Given passage

------------------------------------------------

Returning to FIG. 8, in Block 880 of FIG. 8, a drilling target in the subsurface region may be determined based on the seismic image (230), in accordance with one or more embodiments. The seismic image (230) may be transferred to a seismic interpretation system (740). The seismic interpretation system (740) may use the seismic image (230) to determine the location of a drilling target (730). The location of the drilling target (730) in a wellbore (118) may be based on, for example, an expected presence of gas or another hydrocarbon within a seismic image (230). Locations in a seismic image (230) may indicate an elevated probability of the presence of a hydrocarbon and may be targeted by well designers. On the other hand, locations in a seismic image (230) indicating a low probability of the presence of a hydrocarbon may be avoided by well designers.
In Block 890, a planned wellbore trajectory (704) to intersect the drilling target (730) is planned, in accordance with one or more embodiments. Knowledge of the location of the drilling target (730) and the seismic image (230) may be transferred to a wellbore planning system (738). Instructions associated with the wellbore planning system (738) may be stored, for example, in the memory (1209) within the computer system (1200) described in FIG. 12 below. The wellbore planning system (738) may use the knowledge of the location of the drilling target (730) and of the seismic image (230) to plan a planned wellbore trajectory (704) within the subsurface region of interest (102).
In Block 895, a portion of a wellbore is drilled guided by the planned wellbore trajectory, in accordance with one or more embodiments. The wellbore planning system (738) may transfer the planned wellbore trajectory (704) to the drilling system (700) described in FIG. 7. The drilling system (700) may drill the wellbore (118) along the planned wellbore trajectory (704) to access and produce the hydrocarbon reservoir (104) to the surface (124).
As an illustrative example of the methods, processes, models, and techniques described herein, a plurality of time-space waveforms (205) was acquired, a ML network (402) was trained, and a plurality of predicted first arrivals (424) was generated. Specifically, the plurality of time-space waveforms (205) is the first CSG (300) of FIG. 3. With 75 training bins (414) of 40 m, 75 training subsets (412) were formed from the first CSG (300). Each training subset (416) was used to train a ML subnetwork obtaining effectively 75 trained ML subnetworks. The ML subnetworks were trained with the network architecture shown in FIG. 6.
When comparing the initial first arrivals (408) with the predicted first arrivals (424), the ML subnetworks showed a small misfit of 2 ms at the tenth training progression. FIG. 10 illustrates the evolution of the misfit between the initial first arrivals (408) and the predicted first arrivals (424) with training progression. The horizontal axis in FIG. 10 indicates the number of the training progression (1002) and the vertical axis indicates the mean square error (1004) in ms. Curves (1006), (1008), (1010), and (1012) correspond respectively to the first, second, third and fourth trained ML subnetworks. As illustrated in FIG. 10, the reduction of the misfit with training progression is similar for the first four ML subnetworks, even though each ML subnetwork was trained independently based on a training subset.

------------------------------------------------

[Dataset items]
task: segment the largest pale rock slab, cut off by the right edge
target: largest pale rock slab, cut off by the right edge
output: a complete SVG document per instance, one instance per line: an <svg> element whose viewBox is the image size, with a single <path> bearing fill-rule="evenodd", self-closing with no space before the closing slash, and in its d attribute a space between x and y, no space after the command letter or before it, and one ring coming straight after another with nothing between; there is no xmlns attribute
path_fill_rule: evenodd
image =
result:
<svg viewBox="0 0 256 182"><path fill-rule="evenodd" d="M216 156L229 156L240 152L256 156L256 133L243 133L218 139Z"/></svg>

------------------------------------------------

What the exercise asks
Say whether each statement agrees with the passage on seismic imaging and drilling, answering yes or no and quoting the words of the passage that decide it: (a) The ML subnetworks were trained with the network architecture shown in FIG. 6. (b) In FIG. 10, the horizontal axis shows the mean square error. (c) Seventy-five training subsets were formed from the first CSG.

Solved problem
(a) Yes: "The ML subnetworks were trained with the network architecture shown in FIG. 6."
(b) No: "The horizontal axis in FIG. 10 indicates the number of the training progression (1002) and the vertical axis indicates the mean square error (1004) in ms."
(c) Yes: "With 75 training bins (414) of 40 m, 75 training subsets (412) were formed from the first CSG (300)."